## Task details
Reproduce every line of the material below, requests included, but scale each point coordinate in the answers by 0.45 and round to whole numbers, with halves rounded up. Leave the numbers in the requests and their format samples unchanged, and omit the pictures.

═══

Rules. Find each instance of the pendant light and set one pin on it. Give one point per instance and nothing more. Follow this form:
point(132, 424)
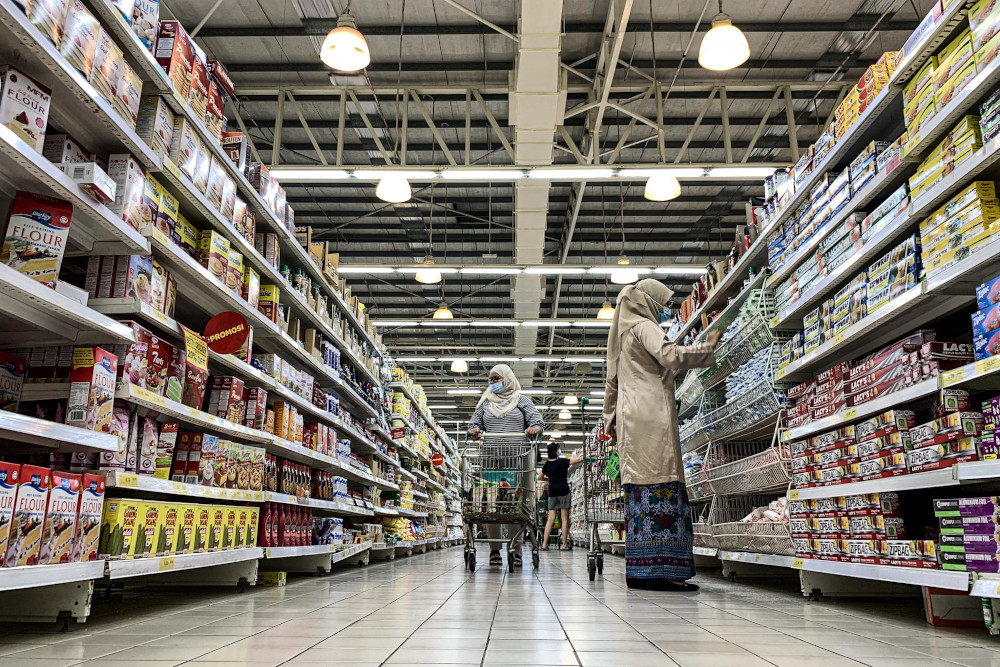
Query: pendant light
point(724, 46)
point(393, 189)
point(429, 275)
point(624, 276)
point(443, 313)
point(345, 48)
point(662, 187)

═══

## The completed task
Rules. Find each instance of the pendant light and set one pin on it. Give one point per instance and nothing more. Follow this form:
point(132, 424)
Query: pendant light
point(326, 21)
point(177, 85)
point(193, 124)
point(281, 124)
point(199, 141)
point(155, 22)
point(298, 84)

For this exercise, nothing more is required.